INSTRUCTIONS FOR THE TASK — Pick up the article on the East Brunswick redevelopment after its last sentence and keep writing it.

SOURCE TEXT —

::::

For example, people in the western United States are willing to spend more time outdoors than New Jersey residents may consider typical, according to Waters. In other parts of the country, real estate properties are designed for people to be outside, he said. In Los Angles, outdoor escalators transport people from one level of a building to another, according to Waters. And even in Chicago, there are venues for residents to dine and eat outdoors even in the winter, he said.
"We want people to be outside, to be engaged," Waters said.
While some New Jersey mixed-use developments are plagued by large surface parking lots, most of the parking for the East Brunswick redevelopment won't be visible from the street. Its buildings with have two to three levels of parking beneath them, according to River Development officials.
The company during the next three months will acquire the properties within the redevelopment zone from respective land owners. Demolition work on the site is expected to start by the late summer.
East Brunswick Redevelopment: Big Changes to Route 18
December 6, 2019 at 3:19 PM (SOURCE: Tapinto.net/east-brunswick By MAUREEN BERZOK)
EAST BRUNSWICK, NJ - For those residents and commuters who are getting tired of looking at abandoned properties on Route 18 south like the Wiz/Gap Plaza or many empty stores at the former Loehmann's Plaza, help is on its way.

::::

Point-per-instance localization data:
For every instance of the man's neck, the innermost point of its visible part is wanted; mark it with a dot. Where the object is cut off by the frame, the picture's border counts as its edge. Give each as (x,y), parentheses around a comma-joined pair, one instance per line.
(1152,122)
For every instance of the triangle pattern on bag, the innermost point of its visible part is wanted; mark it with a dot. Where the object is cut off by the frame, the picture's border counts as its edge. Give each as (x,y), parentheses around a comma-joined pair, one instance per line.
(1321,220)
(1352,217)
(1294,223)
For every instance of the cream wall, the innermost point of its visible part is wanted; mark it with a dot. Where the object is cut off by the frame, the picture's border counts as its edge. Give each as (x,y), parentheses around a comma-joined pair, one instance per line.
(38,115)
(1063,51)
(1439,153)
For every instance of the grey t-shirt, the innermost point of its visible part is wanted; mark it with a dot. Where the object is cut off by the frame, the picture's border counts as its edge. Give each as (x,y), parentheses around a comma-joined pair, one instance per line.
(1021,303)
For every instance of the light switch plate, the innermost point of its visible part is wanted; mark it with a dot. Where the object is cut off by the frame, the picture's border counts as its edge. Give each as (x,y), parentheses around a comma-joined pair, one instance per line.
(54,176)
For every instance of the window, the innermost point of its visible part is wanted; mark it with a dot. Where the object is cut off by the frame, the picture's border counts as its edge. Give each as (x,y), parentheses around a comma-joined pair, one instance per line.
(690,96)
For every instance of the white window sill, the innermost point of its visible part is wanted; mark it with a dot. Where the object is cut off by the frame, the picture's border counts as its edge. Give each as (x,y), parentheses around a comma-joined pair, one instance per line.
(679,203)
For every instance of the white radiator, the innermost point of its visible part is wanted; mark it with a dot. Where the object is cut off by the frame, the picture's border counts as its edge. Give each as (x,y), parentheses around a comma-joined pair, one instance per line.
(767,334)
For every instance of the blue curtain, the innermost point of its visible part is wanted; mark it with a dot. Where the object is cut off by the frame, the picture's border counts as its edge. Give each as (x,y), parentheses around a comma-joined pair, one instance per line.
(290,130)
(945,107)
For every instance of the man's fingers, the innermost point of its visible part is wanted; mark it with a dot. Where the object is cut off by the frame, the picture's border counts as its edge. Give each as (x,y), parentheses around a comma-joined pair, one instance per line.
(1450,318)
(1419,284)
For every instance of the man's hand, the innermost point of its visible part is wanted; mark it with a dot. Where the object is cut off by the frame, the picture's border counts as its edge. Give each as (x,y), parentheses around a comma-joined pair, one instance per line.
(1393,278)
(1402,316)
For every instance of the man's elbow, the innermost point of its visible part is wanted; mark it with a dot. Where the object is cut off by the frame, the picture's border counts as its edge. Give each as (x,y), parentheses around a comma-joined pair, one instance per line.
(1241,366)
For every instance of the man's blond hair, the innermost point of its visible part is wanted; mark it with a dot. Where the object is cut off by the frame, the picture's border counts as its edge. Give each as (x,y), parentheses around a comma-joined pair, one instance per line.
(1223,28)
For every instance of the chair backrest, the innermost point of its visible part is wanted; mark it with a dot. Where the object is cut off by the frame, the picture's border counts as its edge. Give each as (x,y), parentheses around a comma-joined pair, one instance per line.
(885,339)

::::

WRITTEN ANSWER —
This past week the East Brunswick Redevelopment Agency has entered into an agreement with River Development Equities of Red Bank to manage 45 acres of the Redevelopment Zone between Ruth Street and Tices Lane on Route 18 South, extending back to the Lake Apartments. As described earlier in the Redevelopment Plan, the property will host a mixture of residences, retail establishments, public parking, and a hotel. Some public amenities, possibly some police or community services, will also be included. The centerpiece, and the first area to be constructed, will be a third bus terminal for the township as part of a "transit-oriented development."
The agreement reached with the EB Development Agency allows River Development to manage the full project which will be built in phases over a period of approximately ten years. River Development can now start land acquisition at the site, making deals and purchases with the various owners of the affected properties. Some properties have lain dormant for several years, while others are still open and active. In an interview with TAPinto East Brunswick, Mayor Brad Cohen said that it was now the responsibility of the developer to negotiate with the current owners during the initial "property-acquistion phase."
Cohen explained why the township agency decided to go with River Development: "They presented the most innovative plan, a coherent plan for a 45-acre track." Other developers, explained Cohen, wanted to break the unit into smaller parcels. He also indicated that for River, that "This would be a marquee development, a centerpiece, and a top priority." He expressed confidence in the judgment and creativity of Warren Waters of River, who will lead the project.
"This will be the greatest change to the Route 18 corridor since the 1970's - 50 years ago, " said Cohen.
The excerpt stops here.